_Problem description_. Copy out the records, switching "palm tree" to "date palm" and leaving everything else unchanged.

_Supplied material_.
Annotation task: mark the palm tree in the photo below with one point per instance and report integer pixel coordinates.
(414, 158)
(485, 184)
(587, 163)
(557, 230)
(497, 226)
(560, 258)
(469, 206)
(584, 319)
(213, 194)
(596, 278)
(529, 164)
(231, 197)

_Task answer_.
Annotation task: mark the date palm in the photo below with one point per instance and report integer pixel coordinates.
(414, 158)
(485, 184)
(587, 163)
(557, 230)
(497, 226)
(560, 258)
(469, 206)
(584, 319)
(213, 194)
(596, 278)
(529, 164)
(231, 197)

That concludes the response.